### Material supplied

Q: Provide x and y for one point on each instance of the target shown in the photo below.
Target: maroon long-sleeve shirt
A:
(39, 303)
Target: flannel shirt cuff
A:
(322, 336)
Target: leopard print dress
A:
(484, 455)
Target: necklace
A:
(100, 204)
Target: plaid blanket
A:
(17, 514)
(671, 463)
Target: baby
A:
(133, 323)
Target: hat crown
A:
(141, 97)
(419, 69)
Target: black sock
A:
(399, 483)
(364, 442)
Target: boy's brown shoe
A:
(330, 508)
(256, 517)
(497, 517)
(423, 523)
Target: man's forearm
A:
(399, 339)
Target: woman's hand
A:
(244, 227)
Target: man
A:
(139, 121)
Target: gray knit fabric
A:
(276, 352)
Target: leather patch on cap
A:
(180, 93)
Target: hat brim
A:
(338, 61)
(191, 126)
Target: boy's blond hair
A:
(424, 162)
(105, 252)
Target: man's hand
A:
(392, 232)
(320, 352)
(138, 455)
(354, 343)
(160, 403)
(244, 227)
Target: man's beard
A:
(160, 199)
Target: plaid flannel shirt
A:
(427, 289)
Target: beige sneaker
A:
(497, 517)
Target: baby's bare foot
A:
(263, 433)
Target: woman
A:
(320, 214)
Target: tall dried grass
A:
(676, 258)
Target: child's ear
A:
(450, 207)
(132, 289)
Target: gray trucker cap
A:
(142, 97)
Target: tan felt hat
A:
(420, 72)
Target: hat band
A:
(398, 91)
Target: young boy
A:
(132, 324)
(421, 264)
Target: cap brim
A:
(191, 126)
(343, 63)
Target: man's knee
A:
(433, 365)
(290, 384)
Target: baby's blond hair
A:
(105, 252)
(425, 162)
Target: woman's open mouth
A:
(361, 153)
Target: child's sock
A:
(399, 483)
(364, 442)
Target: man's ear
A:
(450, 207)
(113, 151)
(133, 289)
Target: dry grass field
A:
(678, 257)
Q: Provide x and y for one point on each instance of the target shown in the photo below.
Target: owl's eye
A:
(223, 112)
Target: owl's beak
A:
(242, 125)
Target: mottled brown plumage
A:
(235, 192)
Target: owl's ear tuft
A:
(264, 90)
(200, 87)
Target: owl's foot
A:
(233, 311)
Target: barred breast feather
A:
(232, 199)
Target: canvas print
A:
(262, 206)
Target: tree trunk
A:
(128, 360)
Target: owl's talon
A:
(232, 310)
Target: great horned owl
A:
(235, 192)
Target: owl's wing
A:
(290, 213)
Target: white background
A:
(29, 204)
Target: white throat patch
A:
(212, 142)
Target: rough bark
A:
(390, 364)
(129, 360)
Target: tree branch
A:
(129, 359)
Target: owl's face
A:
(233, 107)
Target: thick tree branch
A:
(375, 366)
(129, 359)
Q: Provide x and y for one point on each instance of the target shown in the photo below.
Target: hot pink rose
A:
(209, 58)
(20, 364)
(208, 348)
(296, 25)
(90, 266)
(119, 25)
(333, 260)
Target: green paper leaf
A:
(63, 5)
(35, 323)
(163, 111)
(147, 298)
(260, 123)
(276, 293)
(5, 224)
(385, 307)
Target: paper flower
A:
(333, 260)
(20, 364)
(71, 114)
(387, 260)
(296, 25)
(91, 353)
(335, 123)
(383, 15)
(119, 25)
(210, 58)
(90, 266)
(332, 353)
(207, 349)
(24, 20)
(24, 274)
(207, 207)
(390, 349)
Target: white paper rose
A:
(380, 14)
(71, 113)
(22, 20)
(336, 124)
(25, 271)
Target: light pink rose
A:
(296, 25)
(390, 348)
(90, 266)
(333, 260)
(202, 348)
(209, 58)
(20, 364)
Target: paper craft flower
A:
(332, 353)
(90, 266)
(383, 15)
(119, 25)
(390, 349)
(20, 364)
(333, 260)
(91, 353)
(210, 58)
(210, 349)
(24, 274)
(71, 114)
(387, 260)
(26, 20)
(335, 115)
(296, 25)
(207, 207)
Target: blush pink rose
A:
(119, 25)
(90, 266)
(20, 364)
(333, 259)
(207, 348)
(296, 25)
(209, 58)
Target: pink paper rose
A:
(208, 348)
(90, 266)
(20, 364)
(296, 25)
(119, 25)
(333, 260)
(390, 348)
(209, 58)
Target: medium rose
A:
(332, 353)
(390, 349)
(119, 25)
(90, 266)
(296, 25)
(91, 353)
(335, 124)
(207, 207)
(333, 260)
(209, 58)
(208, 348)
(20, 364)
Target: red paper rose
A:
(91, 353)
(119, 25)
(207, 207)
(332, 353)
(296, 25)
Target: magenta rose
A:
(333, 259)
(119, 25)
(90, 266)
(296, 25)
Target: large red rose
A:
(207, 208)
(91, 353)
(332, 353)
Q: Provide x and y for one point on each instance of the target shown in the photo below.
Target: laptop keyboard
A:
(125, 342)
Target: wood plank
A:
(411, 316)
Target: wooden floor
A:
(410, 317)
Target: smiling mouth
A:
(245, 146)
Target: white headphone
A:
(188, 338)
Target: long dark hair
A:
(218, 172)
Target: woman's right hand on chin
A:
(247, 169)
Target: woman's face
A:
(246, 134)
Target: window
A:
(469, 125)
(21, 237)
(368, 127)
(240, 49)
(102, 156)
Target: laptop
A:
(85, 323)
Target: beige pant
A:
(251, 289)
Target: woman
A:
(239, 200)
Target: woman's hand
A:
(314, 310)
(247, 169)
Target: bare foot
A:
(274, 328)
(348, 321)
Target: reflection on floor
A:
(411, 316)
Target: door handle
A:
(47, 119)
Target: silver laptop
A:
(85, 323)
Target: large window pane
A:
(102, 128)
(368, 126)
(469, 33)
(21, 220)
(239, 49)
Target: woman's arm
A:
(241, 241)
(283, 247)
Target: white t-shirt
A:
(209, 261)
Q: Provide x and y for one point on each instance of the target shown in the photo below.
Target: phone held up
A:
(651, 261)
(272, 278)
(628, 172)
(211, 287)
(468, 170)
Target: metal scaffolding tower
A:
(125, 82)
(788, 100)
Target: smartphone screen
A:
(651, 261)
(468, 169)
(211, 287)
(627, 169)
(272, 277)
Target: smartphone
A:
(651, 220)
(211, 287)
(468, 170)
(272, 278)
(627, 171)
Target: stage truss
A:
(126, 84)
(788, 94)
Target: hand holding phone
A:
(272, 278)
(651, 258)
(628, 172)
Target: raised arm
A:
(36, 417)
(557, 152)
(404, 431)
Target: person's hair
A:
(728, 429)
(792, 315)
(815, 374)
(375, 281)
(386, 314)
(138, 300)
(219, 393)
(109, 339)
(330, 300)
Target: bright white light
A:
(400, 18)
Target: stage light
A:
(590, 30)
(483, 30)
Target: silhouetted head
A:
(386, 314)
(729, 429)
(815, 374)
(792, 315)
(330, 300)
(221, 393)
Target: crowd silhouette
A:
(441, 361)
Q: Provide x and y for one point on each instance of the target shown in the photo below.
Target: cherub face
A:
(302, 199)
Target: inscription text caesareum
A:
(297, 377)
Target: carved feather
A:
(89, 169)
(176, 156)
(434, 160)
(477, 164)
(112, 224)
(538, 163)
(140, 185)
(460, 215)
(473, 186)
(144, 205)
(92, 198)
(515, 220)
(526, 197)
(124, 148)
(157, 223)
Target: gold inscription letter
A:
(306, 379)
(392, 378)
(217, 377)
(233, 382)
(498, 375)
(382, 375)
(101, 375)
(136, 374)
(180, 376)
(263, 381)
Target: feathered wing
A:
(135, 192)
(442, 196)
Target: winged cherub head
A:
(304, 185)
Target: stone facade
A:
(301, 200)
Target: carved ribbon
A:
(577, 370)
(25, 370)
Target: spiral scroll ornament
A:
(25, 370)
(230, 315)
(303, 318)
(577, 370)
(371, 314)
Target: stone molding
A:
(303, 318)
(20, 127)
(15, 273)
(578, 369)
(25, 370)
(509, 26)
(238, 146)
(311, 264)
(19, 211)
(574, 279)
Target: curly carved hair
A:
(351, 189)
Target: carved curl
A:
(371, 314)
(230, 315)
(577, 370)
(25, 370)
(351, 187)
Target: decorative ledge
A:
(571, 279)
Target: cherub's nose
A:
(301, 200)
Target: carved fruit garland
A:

######

Task details = Starting at the line that contains "Target: stone facade" and continuing through the end of the entries, rewrite those lines with every "carved" renamed to "sculpted" and nothing else altered.

Output =
Target: stone facade
A:
(301, 200)
Target: sculpted ribbon
A:
(577, 370)
(25, 370)
Target: spiral scroll ornament
A:
(25, 370)
(230, 315)
(303, 318)
(577, 370)
(371, 314)
Target: stone molding
A:
(303, 318)
(20, 127)
(15, 273)
(578, 369)
(25, 370)
(509, 26)
(238, 146)
(311, 264)
(19, 211)
(574, 279)
Target: curly sculpted hair
A:
(351, 189)
Target: sculpted curl
A:
(371, 314)
(230, 315)
(577, 370)
(25, 370)
(351, 187)
Target: decorative ledge
A:
(571, 279)
Target: cherub's nose
A:
(301, 200)
Target: sculpted fruit garland
A:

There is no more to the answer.